## Exercise aim:
All entries are to be given again verbatim.
>> START Provided data
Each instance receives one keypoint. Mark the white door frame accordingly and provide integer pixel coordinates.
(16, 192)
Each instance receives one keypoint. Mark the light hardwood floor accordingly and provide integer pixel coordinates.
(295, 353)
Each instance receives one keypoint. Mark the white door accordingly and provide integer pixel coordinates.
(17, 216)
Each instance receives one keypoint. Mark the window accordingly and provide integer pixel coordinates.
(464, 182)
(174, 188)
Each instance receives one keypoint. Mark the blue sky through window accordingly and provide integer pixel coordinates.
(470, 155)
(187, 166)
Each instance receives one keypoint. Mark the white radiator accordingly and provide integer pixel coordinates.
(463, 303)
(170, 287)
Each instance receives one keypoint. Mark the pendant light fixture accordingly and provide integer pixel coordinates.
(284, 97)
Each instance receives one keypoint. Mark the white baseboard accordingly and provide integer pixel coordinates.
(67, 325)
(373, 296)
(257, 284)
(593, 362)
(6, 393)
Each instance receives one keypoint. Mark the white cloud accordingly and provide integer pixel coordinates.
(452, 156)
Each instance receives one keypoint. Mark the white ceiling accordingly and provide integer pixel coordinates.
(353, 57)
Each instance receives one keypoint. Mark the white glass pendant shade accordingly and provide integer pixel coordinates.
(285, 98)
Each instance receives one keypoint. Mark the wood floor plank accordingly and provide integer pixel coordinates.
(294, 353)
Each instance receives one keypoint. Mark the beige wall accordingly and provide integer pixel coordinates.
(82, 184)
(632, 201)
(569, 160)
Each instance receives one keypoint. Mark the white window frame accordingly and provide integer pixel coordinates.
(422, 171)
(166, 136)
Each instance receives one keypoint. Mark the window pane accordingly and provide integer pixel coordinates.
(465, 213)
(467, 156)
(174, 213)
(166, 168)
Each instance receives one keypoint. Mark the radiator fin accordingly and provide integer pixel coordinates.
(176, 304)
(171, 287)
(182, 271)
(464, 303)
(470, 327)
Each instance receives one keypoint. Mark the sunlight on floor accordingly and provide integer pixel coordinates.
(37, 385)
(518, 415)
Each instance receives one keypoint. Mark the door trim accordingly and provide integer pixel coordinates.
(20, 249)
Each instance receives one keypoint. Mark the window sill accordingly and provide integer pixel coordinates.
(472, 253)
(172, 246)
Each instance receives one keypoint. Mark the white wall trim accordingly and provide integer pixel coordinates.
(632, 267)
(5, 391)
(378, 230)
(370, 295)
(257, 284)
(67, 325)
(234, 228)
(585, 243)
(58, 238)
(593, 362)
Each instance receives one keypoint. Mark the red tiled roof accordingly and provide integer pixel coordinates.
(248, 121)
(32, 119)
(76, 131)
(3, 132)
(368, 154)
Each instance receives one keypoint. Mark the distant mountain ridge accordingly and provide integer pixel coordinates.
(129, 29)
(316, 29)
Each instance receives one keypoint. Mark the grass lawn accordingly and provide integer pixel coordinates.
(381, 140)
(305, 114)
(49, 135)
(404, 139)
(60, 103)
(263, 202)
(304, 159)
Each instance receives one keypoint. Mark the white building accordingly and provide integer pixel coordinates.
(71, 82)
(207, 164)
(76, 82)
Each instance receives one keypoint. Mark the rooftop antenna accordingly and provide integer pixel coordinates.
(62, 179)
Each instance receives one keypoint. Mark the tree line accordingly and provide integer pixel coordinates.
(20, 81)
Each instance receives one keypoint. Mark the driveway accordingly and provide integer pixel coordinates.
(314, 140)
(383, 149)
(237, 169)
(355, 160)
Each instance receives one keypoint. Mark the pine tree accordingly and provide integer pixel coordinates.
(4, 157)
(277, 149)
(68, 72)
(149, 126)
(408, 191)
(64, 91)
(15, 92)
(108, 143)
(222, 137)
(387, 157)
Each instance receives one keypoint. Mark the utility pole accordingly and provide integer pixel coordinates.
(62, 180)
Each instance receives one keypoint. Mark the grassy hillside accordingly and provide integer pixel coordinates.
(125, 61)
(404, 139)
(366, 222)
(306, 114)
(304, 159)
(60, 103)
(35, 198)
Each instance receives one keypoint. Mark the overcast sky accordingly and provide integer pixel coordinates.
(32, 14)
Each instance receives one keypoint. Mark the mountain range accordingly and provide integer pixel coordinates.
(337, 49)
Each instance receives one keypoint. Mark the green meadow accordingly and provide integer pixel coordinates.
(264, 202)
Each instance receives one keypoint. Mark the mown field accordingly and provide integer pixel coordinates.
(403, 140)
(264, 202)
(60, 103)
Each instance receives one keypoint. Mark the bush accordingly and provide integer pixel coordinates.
>> END Provided data
## Result:
Each instance receives one keypoint. Mark the white door frame accordingly and provide integer pixel coordinates.
(16, 192)
Each instance receives one keypoint. Mark the light hardwood floor accordingly and provide integer pixel coordinates.
(295, 353)
Each instance receives one keypoint. Mark the white door accordingly and provide integer pixel coordinates.
(17, 216)
Each instance receives one keypoint. Mark the window accordingly and provide integer pixel coordinates.
(464, 182)
(174, 188)
Each instance receives one keypoint. Mark the blue sky through window accordingly and provide integer pixel coordinates.
(470, 155)
(187, 166)
Each instance receives one keypoint. Mark the white radiator accordingly and provide integer pixel coordinates.
(463, 303)
(170, 287)
Each instance receives one keypoint. Mark the pendant light fixture accordingly and provide integer pixel coordinates.
(284, 97)
Each instance receives one keypoint. Mark the white baseboard accordingly and provide integer pixel coordinates.
(67, 325)
(373, 296)
(257, 284)
(593, 362)
(6, 393)
Each instance receives one keypoint. Mark the white cloud accordingly and provide integer pixel coordinates.
(452, 156)
Each instance receives one keypoint. Mark the white ceiling accordingly and provide integer pixel coordinates.
(353, 57)
Each instance receives one keypoint. Mark the white glass pendant shade accordingly and provide integer pixel coordinates.
(285, 98)
Each instance receives one keypoint. Mark the wood floor plank accordingly and provide integer pixel coordinates.
(294, 353)
Each instance receives one keypoint. Mark the beige wall accordingly and provide integer pixel coordinates.
(82, 184)
(632, 201)
(569, 160)
Each instance receives one keypoint. Mark the white window frame accordingly and provide integer pixel coordinates.
(422, 171)
(166, 136)
Each instance receives one keypoint. Mark the window pane accordingly and provide integer pixel coordinates.
(465, 213)
(467, 156)
(174, 213)
(166, 168)
Each instance receives one keypoint. Mark the radiator fin accordingly and provide integer pixel coordinates.
(176, 304)
(171, 287)
(182, 271)
(464, 303)
(470, 327)
Each instance receives one keypoint. Mark the sunlight on floor accordingly and provide integer pixel coordinates.
(37, 385)
(518, 415)
Each instance receives one keypoint. Mark the door trim accordingly and provide integer pixel coordinates.
(20, 249)
Each instance receives one keypoint. Mark the window sill accordingly and provide integer pixel coordinates.
(472, 253)
(172, 246)
Each instance receives one keypoint. Mark the white wall trim accordingly and provide integer pixel coordinates.
(632, 267)
(5, 391)
(378, 230)
(370, 295)
(257, 284)
(67, 325)
(234, 228)
(585, 243)
(58, 238)
(593, 362)
Each instance receives one keypoint. Mark the red tiled roof accordingly and provide integer pixel coordinates.
(248, 121)
(32, 119)
(76, 131)
(3, 132)
(368, 154)
Each instance receives one keypoint. Mark the distant mountain ridge accordingly and provide integer pixel coordinates.
(129, 29)
(316, 29)
Each instance receives one keypoint. Mark the grass lawn accordingly and provide integer pixel coordinates.
(381, 140)
(305, 114)
(49, 135)
(404, 139)
(60, 103)
(263, 202)
(304, 159)
Each instance receives one keypoint. Mark the white building accordingly and provide integer pixel coordinates.
(71, 82)
(207, 164)
(76, 82)
Each instance receives one keypoint. Mark the rooftop antenna accordingly and provide integer pixel coordinates.
(62, 179)
Each instance receives one keypoint. Mark the tree line accordingly and provide integer pixel coordinates.
(20, 81)
Each instance receives one keypoint. Mark the driveway accordingly and provide integer pixel coordinates.
(314, 140)
(383, 149)
(237, 169)
(355, 160)
Each instance receives one keypoint. Mark the pine tree accordingly and provide integer pixel coordinates.
(4, 157)
(277, 149)
(68, 72)
(149, 126)
(408, 191)
(64, 91)
(15, 92)
(108, 143)
(222, 137)
(387, 157)
Each instance receives one keypoint. Mark the utility pole accordingly and provide integer pixel coordinates.
(62, 180)
Each instance receives one keypoint. Mark the grassy hillside accordingly and provide integer pixel coordinates.
(125, 61)
(404, 139)
(366, 222)
(306, 114)
(304, 159)
(60, 103)
(35, 198)
Each instance receives one keypoint. Mark the overcast sky accordingly and provide integer pixel coordinates.
(32, 14)
Each instance receives one keypoint. Mark the mountain range accordingly and provide integer pixel coordinates.
(337, 49)
Each instance receives one keypoint. Mark the green meadow accordingly and provide integer pixel coordinates.
(264, 202)
Each instance receives one keypoint. Mark the mown field accordingly and provide integer pixel coordinates.
(403, 140)
(264, 202)
(60, 103)
Each instance receives one keypoint. Mark the bush accordingly and provide integer pixel coordinates.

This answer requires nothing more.